Show every line of the records below that contains the word "hillside". Upper and lower case must match.

● **INFORMATION PROVIDED**

— start —

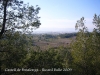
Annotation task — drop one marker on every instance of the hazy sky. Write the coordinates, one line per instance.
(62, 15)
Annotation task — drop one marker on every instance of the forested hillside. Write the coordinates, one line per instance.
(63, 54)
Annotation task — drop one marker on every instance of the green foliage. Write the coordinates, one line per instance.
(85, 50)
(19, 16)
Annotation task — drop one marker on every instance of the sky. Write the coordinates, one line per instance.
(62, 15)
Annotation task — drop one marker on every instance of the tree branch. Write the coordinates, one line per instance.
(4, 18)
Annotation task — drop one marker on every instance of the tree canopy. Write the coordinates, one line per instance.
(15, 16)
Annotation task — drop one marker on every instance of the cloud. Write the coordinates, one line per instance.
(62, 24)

— end —
— start —

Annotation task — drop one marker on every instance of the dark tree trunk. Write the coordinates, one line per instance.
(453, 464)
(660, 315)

— end —

● **ANSWER IN FULL**
Annotation task — drop one marker on every instance of the forested hillside. Write the coordinates, one line per instance.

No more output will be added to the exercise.